[START Available data]

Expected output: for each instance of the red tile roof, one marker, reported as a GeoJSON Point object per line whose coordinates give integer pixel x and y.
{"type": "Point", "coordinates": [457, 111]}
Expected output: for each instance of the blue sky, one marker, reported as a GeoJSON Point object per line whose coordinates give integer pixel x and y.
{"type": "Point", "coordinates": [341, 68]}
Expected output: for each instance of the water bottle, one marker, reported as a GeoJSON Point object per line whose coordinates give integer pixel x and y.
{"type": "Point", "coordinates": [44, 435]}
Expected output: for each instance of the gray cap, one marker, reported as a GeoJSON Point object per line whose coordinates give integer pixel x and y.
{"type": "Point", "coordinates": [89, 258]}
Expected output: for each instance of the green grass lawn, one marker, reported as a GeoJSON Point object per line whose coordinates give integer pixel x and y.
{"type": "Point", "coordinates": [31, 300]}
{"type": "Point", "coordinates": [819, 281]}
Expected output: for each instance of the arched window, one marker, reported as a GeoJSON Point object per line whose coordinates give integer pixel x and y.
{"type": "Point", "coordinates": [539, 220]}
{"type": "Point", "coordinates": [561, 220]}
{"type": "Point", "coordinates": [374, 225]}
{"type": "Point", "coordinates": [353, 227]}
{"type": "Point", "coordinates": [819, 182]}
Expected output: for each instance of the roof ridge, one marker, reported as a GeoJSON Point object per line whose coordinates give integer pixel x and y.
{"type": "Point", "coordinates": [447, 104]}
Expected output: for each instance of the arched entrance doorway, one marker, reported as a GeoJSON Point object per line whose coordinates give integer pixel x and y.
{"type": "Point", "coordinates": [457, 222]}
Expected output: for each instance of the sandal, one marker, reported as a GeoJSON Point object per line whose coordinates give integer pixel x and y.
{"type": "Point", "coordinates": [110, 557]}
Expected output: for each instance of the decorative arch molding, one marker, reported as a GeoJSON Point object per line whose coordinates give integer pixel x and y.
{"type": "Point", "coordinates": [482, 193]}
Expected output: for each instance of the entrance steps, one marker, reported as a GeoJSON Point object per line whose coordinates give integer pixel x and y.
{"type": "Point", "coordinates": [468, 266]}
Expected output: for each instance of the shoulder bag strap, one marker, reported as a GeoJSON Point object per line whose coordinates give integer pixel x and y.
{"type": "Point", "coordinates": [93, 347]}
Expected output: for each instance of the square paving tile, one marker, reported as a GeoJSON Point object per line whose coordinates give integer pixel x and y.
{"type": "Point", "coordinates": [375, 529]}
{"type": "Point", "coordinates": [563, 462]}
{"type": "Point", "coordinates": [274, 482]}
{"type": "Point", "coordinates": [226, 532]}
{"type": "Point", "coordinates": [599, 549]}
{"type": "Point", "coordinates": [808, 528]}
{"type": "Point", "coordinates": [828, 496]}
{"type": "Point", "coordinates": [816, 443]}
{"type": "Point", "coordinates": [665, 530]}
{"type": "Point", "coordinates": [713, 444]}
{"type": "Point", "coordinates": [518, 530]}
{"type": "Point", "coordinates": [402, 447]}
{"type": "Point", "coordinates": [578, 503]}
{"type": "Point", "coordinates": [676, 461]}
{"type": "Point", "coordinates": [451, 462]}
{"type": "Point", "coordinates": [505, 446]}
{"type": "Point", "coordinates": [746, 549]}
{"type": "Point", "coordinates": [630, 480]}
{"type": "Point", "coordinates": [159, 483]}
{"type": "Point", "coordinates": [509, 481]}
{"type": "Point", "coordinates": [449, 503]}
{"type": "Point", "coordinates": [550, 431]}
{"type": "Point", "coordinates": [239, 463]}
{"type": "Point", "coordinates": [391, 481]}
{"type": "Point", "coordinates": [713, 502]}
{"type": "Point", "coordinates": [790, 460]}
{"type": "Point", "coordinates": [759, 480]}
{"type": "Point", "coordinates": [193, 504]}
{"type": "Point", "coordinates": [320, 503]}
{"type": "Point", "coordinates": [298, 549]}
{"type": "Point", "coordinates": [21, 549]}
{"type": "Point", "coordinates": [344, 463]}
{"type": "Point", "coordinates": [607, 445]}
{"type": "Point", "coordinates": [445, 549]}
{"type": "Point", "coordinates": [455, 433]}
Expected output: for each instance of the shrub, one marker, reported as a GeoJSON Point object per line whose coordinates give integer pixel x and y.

[END Available data]

◆ Requirement ◆
Take the entries above and transcribe them exactly.

◆ Solution ◆
Expected output: for each instance of the red tile roof, one marker, reported as a GeoJSON Point object per line whose coordinates give integer pixel x and y.
{"type": "Point", "coordinates": [457, 111]}
Expected output: for each instance of the blue sky, one marker, reported as a GeoJSON Point object per line whose coordinates give integer pixel x and y.
{"type": "Point", "coordinates": [341, 68]}
Expected output: for each instance of the water bottle, one marker, reported as a GeoJSON Point object per line whose coordinates give integer pixel x and y.
{"type": "Point", "coordinates": [44, 435]}
Expected output: for each instance of the gray cap, one marker, reported as a GeoJSON Point object per line whose coordinates give integer pixel x and y.
{"type": "Point", "coordinates": [89, 258]}
Expected output: for each instance of the green grass lawn, one marker, reported as a GeoJSON Point object per line whose coordinates give integer pixel x and y.
{"type": "Point", "coordinates": [31, 300]}
{"type": "Point", "coordinates": [819, 281]}
Expected output: for each instance of the arched window, one marker, reported as a GeoJSON Point object per line whose coordinates give integer pixel x and y.
{"type": "Point", "coordinates": [539, 220]}
{"type": "Point", "coordinates": [561, 220]}
{"type": "Point", "coordinates": [374, 225]}
{"type": "Point", "coordinates": [353, 227]}
{"type": "Point", "coordinates": [819, 182]}
Expected output: for each instance of the roof ridge, one marker, reported as a GeoJSON Point object per line whose coordinates give integer pixel x and y.
{"type": "Point", "coordinates": [447, 104]}
Expected output: for each instance of the arched entrance doorway, one marker, reported as a GeoJSON Point object per line whose coordinates give integer pixel x and y.
{"type": "Point", "coordinates": [457, 222]}
Expected output: for each instance of the sandal, one marker, reported as a GeoJSON Point object per line whose coordinates give integer pixel x and y.
{"type": "Point", "coordinates": [110, 557]}
Expected output: for each instance of the decorative arch molding, one marker, reported as a GeoJSON Point object per line whose coordinates give integer pixel x and y.
{"type": "Point", "coordinates": [482, 193]}
Expected output: for each instance of the entrance steps, one marker, reported as a GeoJSON Point object per line whose coordinates give integer pixel x and y.
{"type": "Point", "coordinates": [468, 266]}
Expected output: for each instance of the shoulder bag strap, one marker, reported as a GeoJSON Point object per line whose coordinates give integer pixel x and y.
{"type": "Point", "coordinates": [93, 347]}
Expected output: for each instance of the square paving tile, one marker, reported as a GeoJSON Point object per line whose coordinates give integer pixel x and y.
{"type": "Point", "coordinates": [375, 529]}
{"type": "Point", "coordinates": [563, 462]}
{"type": "Point", "coordinates": [274, 482]}
{"type": "Point", "coordinates": [226, 532]}
{"type": "Point", "coordinates": [599, 549]}
{"type": "Point", "coordinates": [808, 528]}
{"type": "Point", "coordinates": [828, 496]}
{"type": "Point", "coordinates": [816, 443]}
{"type": "Point", "coordinates": [665, 530]}
{"type": "Point", "coordinates": [713, 444]}
{"type": "Point", "coordinates": [518, 530]}
{"type": "Point", "coordinates": [402, 447]}
{"type": "Point", "coordinates": [578, 503]}
{"type": "Point", "coordinates": [676, 461]}
{"type": "Point", "coordinates": [451, 462]}
{"type": "Point", "coordinates": [505, 446]}
{"type": "Point", "coordinates": [746, 549]}
{"type": "Point", "coordinates": [630, 480]}
{"type": "Point", "coordinates": [159, 483]}
{"type": "Point", "coordinates": [509, 481]}
{"type": "Point", "coordinates": [449, 503]}
{"type": "Point", "coordinates": [550, 431]}
{"type": "Point", "coordinates": [239, 463]}
{"type": "Point", "coordinates": [391, 481]}
{"type": "Point", "coordinates": [713, 502]}
{"type": "Point", "coordinates": [790, 460]}
{"type": "Point", "coordinates": [759, 480]}
{"type": "Point", "coordinates": [193, 504]}
{"type": "Point", "coordinates": [320, 503]}
{"type": "Point", "coordinates": [298, 549]}
{"type": "Point", "coordinates": [21, 549]}
{"type": "Point", "coordinates": [344, 463]}
{"type": "Point", "coordinates": [607, 445]}
{"type": "Point", "coordinates": [445, 549]}
{"type": "Point", "coordinates": [455, 433]}
Expected output: for each instance of the shrub, one marker, reported as a GeoJSON Point object per line whose coordinates give integer pixel x and y.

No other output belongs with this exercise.